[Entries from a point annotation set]
'''

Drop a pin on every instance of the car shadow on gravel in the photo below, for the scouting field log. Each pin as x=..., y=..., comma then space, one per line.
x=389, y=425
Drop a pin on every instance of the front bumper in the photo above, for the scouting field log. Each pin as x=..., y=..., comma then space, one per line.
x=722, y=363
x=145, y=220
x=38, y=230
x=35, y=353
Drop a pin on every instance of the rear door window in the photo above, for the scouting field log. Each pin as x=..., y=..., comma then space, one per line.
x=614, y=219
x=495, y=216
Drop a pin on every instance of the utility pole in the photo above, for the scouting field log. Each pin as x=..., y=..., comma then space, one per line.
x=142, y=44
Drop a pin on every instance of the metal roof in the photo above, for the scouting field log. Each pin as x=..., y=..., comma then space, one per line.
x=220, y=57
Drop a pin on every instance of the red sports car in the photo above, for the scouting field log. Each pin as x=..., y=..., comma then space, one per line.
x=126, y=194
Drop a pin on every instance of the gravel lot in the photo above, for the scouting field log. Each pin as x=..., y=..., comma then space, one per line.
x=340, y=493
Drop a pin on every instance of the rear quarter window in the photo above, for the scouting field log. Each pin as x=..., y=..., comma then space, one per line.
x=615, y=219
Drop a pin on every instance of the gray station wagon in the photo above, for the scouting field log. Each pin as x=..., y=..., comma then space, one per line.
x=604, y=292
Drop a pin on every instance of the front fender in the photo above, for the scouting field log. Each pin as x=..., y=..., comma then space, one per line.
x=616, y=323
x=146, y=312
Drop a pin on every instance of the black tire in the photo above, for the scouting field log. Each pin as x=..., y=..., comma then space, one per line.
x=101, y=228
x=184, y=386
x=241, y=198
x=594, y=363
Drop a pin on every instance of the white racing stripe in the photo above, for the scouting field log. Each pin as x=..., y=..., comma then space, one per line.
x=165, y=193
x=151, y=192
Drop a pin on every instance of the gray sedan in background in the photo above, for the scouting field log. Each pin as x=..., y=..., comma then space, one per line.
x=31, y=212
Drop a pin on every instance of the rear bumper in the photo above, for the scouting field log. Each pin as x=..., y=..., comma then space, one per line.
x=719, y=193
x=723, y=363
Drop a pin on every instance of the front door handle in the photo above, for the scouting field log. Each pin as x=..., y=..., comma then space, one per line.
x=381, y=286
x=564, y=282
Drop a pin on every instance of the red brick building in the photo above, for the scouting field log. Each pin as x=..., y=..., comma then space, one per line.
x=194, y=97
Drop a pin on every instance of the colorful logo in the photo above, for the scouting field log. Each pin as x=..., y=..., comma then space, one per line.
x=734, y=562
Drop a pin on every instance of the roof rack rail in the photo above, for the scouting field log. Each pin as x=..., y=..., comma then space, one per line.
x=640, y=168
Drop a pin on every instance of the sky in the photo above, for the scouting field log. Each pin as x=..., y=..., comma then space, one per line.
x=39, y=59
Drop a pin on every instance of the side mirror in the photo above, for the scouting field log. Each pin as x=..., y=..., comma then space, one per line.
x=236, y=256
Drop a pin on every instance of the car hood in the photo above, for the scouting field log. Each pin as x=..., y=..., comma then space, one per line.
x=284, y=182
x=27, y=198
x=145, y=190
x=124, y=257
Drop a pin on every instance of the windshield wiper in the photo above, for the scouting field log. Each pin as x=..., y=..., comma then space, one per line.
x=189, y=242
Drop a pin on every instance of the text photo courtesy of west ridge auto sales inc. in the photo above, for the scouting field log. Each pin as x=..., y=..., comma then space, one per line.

'''

Problem: Reproduce all of the data above word for word, changing nothing.

Response to this exercise:
Drop a pin on every instance of the car shadow on gravel in the photo below, for the scouting field log. Each pin as x=..., y=..., comma then space, one per line.
x=389, y=425
Drop a pin on every instance of the front bumper in the photo above, for the scouting field log. Each pin as x=..., y=..., comma then space, one per line.
x=722, y=363
x=145, y=220
x=38, y=230
x=35, y=353
Drop a pin on every instance of the rear door window in the photo above, for the scouting field log. Each pin as x=..., y=..., comma then space, one per line.
x=614, y=219
x=495, y=216
Drop a pin on every instance of the utility pole in the photo above, for the scouting field log. Each pin as x=..., y=..., comma then space, one per line.
x=142, y=44
Drop a pin on every instance of the metal roof in the photo above, for the scouting field log. Each pin as x=..., y=..., comma then space, one per line.
x=220, y=57
Drop a pin on every instance of the red sports car in the photo above, for the scouting field log. Each pin as x=..., y=..., comma then space, one per line.
x=126, y=194
Drop a pin on every instance of the gravel lot in the photo above, for the scouting field log. Each pin as x=..., y=..., comma then space, one per line.
x=340, y=493
Drop a pin on every instance of the rear quarter window in the photo above, for the scouting field log. Each pin as x=..., y=..., comma then space, one per line.
x=615, y=219
Drop a pin on every instance of the gray station wagon in the photo above, for the scouting field log. Each pin as x=..., y=..., comma then space, one per line.
x=604, y=292
Drop a pin on every instance of the front fender in the photo above, for the scouting field log. Each pin as x=..., y=..., comma then space, one per line.
x=616, y=323
x=146, y=312
Drop a pin on every instance of the black tire in the photo above, for the scouting field log. Each pin as x=..., y=..., comma then space, one per line.
x=101, y=228
x=184, y=386
x=241, y=198
x=594, y=363
Drop a pin on every instance of the white racing stripe in the photo above, for the scouting field log. Each pin as x=..., y=..., comma then space, one per line.
x=165, y=193
x=151, y=192
Drop a pin on every instance of the gray sedan in background in the photo above, for the scouting field log. Each pin as x=..., y=..., comma then space, one per line.
x=31, y=212
Drop a pin on every instance of the rear bumper in the photo above, for the scouting field log. Each pin as x=..., y=..., comma then space, one per line.
x=719, y=193
x=723, y=363
Drop a pin on every instance of the front door handle in the photo above, for the scouting field log. Each pin as x=..., y=..., comma then space, one per line.
x=381, y=286
x=564, y=282
Drop a pin on every instance of the red brick building in the photo above, for the scouting field log. Each pin as x=..., y=..., comma then space, one per line.
x=194, y=97
Drop a pin on every instance of the colorful logo in the photo above, for the scouting field log. Each pin as x=..., y=..., comma then space, one per line.
x=734, y=562
Drop a pin on every instance of the roof rack rail in the photo above, for the scouting field log. Each pin as x=..., y=..., comma then space, one per line.
x=640, y=168
Drop a pin on every instance of the sky in the photo above, for the scouting field log. Each pin as x=..., y=..., comma then space, one per line.
x=39, y=59
Drop a pin on every instance of the side mirror in the photo above, for the scouting field log. Each pin as x=..., y=..., comma then space, one per line.
x=236, y=256
Drop a pin on every instance of the car hood in the photo above, for the scouting field log. Each pin as x=..., y=..., comma then space, one per line.
x=284, y=182
x=27, y=198
x=145, y=190
x=124, y=257
Drop a pin on every instance of the windshield wiper in the photo above, for the scouting field log. Each pin as x=..., y=..., comma then space, one per line.
x=189, y=242
Drop a pin on every instance of the text photo courtesy of west ridge auto sales inc. in the photo above, for the scouting field log. Each pin as x=..., y=..., comma then space, one per line.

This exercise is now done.